* [Instructions to follow] Look below for the line containing "In this exercise you will indicate the white sleeveless" and the line containing "In this exercise you will indicate the black", then set down both and every line between them exactly, without pictures.

* [Exercise materials]
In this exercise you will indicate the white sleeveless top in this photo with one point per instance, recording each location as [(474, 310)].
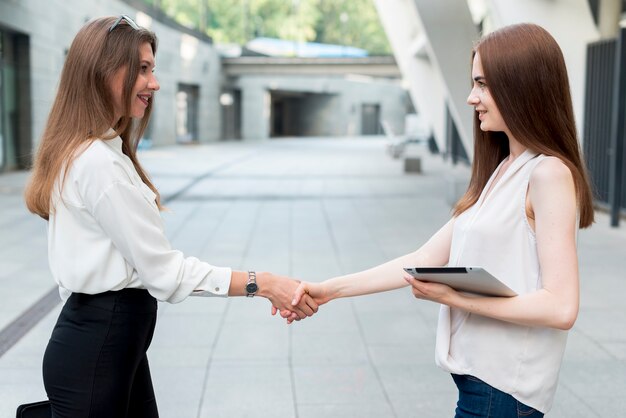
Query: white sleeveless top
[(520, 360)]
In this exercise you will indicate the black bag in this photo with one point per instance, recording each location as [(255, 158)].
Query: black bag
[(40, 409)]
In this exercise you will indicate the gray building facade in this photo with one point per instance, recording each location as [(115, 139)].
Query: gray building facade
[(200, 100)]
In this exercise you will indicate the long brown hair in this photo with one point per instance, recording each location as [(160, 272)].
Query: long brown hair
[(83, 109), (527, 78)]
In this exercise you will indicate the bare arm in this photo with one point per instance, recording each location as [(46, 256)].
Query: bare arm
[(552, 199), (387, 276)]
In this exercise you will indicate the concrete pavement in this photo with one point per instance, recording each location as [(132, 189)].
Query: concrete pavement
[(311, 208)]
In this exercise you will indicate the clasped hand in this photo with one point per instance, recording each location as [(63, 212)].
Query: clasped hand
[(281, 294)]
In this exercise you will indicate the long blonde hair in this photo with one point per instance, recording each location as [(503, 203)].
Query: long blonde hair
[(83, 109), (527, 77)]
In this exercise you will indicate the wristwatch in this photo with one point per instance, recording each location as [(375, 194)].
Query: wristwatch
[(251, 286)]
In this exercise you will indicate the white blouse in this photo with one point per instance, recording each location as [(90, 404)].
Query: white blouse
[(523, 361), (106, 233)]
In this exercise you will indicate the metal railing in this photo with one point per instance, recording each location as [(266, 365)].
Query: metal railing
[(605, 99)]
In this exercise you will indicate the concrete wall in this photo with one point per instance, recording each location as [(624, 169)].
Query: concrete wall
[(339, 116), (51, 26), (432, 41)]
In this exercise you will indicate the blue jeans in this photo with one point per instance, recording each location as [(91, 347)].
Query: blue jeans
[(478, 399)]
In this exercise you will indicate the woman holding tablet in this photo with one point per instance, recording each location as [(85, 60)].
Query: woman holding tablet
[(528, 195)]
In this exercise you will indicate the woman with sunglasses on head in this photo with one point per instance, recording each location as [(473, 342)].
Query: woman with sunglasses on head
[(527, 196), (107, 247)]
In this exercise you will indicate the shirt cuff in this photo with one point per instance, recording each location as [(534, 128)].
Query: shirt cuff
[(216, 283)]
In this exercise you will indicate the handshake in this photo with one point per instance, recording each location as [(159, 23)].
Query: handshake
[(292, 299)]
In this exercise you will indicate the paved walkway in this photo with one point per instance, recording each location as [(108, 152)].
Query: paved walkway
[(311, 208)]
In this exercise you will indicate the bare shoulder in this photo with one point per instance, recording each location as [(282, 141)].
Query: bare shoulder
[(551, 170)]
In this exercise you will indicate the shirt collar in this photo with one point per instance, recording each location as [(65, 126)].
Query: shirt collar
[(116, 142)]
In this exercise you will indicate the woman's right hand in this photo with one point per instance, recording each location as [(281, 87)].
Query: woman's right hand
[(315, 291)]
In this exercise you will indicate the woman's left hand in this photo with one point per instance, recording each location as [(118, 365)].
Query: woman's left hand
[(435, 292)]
---
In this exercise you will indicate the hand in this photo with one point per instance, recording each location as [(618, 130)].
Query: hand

* [Response to this exercise]
In this exercise you will indicate the white sleeveless top in this photo with one point per instance, recording each location as [(474, 310)].
Query: white sleeveless top
[(520, 360)]
In this exercise you will indicate the black bag in this photo with one point per instance, recording each location as [(255, 158)].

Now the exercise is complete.